--- DATA ROWS ---
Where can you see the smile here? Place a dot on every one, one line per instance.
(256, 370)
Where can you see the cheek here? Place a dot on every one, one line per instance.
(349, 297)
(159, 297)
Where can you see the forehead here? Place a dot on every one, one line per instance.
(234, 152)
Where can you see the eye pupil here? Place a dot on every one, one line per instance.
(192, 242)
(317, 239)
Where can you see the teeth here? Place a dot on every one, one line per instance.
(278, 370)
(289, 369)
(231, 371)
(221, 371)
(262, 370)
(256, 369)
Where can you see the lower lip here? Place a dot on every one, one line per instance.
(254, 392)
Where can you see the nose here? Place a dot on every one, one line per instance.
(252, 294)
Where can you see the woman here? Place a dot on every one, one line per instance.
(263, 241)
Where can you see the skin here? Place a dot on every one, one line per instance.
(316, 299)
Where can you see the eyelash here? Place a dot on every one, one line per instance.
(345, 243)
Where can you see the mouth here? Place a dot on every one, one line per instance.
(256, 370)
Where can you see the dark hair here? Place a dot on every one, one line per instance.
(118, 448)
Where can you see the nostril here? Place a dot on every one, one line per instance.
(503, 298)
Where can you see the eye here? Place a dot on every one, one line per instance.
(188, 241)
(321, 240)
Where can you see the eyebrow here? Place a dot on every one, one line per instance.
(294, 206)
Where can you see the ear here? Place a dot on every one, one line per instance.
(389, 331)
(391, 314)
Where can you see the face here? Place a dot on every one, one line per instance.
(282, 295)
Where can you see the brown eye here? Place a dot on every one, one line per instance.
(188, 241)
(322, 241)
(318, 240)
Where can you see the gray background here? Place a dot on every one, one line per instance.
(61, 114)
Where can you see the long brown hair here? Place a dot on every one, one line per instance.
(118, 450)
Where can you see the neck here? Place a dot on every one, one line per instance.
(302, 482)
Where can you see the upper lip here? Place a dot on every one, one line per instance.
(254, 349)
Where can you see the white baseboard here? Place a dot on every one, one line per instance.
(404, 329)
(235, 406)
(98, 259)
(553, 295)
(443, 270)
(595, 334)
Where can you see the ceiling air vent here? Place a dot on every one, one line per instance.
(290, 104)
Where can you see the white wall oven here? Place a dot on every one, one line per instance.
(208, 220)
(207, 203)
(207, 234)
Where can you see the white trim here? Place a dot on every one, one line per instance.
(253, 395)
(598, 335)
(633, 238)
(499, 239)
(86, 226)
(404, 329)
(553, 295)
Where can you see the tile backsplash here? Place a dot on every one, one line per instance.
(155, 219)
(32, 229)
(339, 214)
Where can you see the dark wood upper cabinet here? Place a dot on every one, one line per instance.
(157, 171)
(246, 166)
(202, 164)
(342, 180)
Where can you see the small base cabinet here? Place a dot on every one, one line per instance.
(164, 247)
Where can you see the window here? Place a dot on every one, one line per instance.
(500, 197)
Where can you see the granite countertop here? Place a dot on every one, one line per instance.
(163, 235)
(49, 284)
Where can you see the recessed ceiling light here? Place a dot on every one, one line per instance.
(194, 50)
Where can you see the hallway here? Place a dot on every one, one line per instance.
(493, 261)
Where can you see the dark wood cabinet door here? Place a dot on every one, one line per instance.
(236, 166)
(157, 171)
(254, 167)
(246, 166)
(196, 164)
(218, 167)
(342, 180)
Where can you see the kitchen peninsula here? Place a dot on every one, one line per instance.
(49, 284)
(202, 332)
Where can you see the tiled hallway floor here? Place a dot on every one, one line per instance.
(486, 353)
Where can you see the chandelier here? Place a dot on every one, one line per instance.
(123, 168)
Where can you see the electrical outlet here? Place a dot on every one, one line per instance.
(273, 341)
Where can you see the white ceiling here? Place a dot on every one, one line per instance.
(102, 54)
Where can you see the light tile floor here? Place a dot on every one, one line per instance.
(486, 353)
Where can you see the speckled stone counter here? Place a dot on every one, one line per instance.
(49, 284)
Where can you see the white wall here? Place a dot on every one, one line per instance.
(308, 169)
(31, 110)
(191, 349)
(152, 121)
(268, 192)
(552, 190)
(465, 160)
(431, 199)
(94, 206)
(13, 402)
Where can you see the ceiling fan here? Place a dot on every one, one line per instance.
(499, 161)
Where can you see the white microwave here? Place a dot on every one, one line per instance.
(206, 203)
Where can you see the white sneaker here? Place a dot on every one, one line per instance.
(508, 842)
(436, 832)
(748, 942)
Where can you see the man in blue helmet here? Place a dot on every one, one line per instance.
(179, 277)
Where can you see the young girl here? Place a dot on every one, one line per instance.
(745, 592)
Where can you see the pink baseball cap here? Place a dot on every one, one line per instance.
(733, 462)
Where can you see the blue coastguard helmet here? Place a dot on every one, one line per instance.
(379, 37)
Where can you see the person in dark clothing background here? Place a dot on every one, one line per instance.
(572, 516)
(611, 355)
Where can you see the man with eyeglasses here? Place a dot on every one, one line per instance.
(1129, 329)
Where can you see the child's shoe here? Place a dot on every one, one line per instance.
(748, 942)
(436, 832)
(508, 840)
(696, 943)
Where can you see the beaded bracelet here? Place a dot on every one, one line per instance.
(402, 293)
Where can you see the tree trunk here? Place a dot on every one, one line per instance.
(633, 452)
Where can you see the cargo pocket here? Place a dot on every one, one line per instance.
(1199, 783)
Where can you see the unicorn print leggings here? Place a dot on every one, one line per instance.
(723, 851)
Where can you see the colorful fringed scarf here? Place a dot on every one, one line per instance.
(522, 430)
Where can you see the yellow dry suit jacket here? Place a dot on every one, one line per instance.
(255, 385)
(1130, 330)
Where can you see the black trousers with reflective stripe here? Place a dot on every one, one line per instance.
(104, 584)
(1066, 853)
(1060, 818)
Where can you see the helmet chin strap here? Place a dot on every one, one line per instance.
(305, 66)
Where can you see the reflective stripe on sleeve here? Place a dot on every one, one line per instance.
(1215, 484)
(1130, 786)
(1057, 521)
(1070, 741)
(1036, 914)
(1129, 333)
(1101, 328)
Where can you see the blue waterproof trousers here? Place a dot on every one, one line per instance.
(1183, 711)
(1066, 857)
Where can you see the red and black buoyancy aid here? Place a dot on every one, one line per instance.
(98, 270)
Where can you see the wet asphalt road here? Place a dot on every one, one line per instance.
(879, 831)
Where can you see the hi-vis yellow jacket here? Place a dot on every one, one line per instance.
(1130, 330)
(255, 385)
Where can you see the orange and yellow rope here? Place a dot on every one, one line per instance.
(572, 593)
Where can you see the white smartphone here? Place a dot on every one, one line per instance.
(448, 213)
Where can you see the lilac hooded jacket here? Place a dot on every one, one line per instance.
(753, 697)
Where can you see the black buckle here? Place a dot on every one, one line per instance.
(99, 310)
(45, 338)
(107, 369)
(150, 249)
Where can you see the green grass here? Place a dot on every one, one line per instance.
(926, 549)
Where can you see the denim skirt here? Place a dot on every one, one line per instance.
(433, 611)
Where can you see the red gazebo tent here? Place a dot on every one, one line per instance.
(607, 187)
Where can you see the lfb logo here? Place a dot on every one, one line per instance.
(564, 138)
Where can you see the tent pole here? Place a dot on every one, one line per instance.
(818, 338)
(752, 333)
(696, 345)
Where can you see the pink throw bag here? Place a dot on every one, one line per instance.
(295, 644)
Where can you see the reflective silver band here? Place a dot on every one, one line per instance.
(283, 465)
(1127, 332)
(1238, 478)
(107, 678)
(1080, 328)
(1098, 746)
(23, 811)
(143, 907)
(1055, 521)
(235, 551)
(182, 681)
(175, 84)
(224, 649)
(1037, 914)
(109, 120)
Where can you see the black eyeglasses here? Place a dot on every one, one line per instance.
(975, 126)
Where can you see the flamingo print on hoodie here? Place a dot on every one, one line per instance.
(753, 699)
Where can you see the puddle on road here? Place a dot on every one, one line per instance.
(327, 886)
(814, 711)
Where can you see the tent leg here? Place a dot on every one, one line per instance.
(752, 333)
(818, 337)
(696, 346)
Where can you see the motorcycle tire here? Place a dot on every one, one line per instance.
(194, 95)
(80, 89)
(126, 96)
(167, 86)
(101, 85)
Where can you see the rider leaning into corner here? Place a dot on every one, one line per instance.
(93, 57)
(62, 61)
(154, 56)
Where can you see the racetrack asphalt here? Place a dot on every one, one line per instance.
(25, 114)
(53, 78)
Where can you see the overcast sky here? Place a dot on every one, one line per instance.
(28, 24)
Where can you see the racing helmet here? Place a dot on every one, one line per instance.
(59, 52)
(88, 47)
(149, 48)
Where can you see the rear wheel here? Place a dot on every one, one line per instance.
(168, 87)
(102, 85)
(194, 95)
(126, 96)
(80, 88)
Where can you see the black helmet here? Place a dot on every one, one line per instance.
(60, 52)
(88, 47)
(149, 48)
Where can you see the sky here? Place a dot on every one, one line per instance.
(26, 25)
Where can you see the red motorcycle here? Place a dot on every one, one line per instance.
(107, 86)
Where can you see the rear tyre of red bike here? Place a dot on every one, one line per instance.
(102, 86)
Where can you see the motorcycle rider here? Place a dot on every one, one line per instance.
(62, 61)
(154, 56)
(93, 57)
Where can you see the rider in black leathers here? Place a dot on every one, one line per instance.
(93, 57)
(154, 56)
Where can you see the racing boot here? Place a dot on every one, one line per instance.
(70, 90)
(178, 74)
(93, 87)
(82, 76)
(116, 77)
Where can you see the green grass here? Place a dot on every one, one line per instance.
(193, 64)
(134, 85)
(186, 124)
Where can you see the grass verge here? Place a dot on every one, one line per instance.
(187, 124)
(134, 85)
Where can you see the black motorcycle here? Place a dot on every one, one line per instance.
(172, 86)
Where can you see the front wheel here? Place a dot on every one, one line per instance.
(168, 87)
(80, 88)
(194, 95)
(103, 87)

--- WHAT IS ASKED ---
Copy out, word for word, the lines from the one containing "Where can you see the sky" through the last line.

--- EXERCISE RESPONSE ---
Where can you see the sky here? Place a dot on every one, one line per instance.
(26, 25)
Where can you see the red motorcycle here? Place a dot on every one, one line per instance.
(107, 86)
Where can you see the rear tyre of red bike here? Place a dot on every one, one line per instance.
(102, 86)
Where can you see the motorcycle rider here? Place a dot on every one, one line per instance.
(62, 61)
(154, 56)
(93, 57)
Where can you see the rider in black leathers here? Place a dot on every one, one line per instance.
(93, 57)
(154, 56)
Where can you see the racing boot here? Place a dot on every one, one line per instance.
(70, 90)
(178, 74)
(93, 87)
(82, 76)
(116, 77)
Where can you see the green grass here? Place a dot on every one, one line per instance.
(193, 64)
(134, 85)
(186, 124)
Where can you see the grass verge here? Place a dot on every one, one line per instance.
(187, 124)
(134, 85)
Where can you see the black motorcycle here? Place a dot on every one, one line per instance.
(172, 86)
Where can you see the front wheel here? Place a dot on every one, one line per instance.
(168, 87)
(80, 88)
(194, 95)
(103, 87)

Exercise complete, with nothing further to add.